■ Task directions:
Collect every line in the items below that contains the word "pole".

■ Material shown:
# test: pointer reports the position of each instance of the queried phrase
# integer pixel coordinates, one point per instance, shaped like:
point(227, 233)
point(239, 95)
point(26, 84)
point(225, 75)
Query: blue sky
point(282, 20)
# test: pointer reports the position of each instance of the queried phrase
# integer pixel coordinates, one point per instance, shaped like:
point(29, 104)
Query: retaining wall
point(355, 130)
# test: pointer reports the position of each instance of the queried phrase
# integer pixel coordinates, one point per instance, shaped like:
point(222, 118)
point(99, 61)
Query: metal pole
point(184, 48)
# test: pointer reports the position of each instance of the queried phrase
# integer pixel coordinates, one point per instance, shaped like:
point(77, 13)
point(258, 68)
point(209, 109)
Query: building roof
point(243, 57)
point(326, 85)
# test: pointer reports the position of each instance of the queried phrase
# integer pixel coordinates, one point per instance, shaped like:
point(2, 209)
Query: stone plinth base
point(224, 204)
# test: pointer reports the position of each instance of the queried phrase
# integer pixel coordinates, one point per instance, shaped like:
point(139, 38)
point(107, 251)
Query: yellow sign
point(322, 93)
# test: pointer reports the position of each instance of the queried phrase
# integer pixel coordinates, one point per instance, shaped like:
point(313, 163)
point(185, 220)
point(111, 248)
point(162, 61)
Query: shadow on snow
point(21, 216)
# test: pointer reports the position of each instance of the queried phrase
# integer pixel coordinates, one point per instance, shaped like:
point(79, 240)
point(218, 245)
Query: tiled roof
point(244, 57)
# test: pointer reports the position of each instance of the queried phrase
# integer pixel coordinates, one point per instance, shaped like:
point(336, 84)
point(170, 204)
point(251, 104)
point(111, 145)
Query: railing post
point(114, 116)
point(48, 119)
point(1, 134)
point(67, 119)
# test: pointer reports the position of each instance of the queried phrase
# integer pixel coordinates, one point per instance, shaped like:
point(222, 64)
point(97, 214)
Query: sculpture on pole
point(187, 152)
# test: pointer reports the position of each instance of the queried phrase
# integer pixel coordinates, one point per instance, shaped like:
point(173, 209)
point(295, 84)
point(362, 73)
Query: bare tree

■ Solution for this exercise:
Query: metal pole
Query: sculpture on pole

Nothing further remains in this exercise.